── RECORDS TO USE
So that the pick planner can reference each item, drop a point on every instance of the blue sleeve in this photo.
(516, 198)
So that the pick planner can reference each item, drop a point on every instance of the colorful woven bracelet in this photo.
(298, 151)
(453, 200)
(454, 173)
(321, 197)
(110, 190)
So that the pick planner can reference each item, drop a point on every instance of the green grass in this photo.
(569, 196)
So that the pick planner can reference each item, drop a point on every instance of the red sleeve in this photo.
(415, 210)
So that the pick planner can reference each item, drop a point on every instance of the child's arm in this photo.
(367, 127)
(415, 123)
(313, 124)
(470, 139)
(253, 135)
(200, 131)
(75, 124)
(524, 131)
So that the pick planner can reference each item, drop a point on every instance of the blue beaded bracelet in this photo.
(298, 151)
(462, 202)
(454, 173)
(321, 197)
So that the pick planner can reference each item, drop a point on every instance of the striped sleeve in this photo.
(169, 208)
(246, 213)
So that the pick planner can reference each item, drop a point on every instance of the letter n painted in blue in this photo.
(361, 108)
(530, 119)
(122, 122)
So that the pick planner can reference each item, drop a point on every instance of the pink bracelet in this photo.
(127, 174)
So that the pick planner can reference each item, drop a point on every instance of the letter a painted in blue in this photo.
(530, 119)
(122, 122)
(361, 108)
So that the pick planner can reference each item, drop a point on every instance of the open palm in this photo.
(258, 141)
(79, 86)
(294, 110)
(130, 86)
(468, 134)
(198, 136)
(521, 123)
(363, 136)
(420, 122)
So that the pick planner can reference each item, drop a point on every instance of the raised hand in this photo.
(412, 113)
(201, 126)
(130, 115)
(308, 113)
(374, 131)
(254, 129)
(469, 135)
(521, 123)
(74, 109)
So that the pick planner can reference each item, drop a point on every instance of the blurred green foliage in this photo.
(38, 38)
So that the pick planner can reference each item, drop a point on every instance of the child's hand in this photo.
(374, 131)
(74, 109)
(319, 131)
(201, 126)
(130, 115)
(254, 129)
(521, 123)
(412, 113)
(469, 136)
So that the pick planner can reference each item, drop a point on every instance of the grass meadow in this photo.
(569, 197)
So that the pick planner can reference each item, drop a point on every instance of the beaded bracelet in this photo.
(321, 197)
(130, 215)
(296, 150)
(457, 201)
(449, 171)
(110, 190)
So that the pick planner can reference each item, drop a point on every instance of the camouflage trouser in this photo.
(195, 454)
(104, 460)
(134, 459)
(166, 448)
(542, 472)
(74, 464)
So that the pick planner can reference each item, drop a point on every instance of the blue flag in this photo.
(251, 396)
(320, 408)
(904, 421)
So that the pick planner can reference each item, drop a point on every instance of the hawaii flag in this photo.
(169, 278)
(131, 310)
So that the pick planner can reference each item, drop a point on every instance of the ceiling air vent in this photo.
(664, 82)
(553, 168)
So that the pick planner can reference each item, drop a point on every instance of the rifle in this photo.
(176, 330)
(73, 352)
────
Rewrite the rows above, from the one containing "the beaded bracelet in this photo." through the end of the rows, keeping every line. Shift each coordinate in the answers by -26.

So that the pick planner can reference each item, drop a point on every instance of the beaded bracelet in this photo.
(295, 171)
(104, 189)
(270, 124)
(431, 175)
(423, 145)
(84, 164)
So that the pick planner can reference each item, drop a point on every instance of the camouflage trouser in this photo.
(169, 428)
(78, 434)
(108, 433)
(140, 422)
(516, 446)
(48, 438)
So that the pick planner can reference each item, drop a point on every instance of the blue flag in this photo.
(225, 370)
(294, 382)
(878, 395)
So that the pick planner can reference each item, drop a point on every instance of the hawaii flag in this photo.
(143, 252)
(105, 284)
So that the pick planner can reference each item, drop a point on every instance of the ceiling air vent in this photo.
(638, 56)
(527, 142)
So that the pick planner can reference each item, drop a point on every instance of the rifle in this photo.
(150, 304)
(47, 326)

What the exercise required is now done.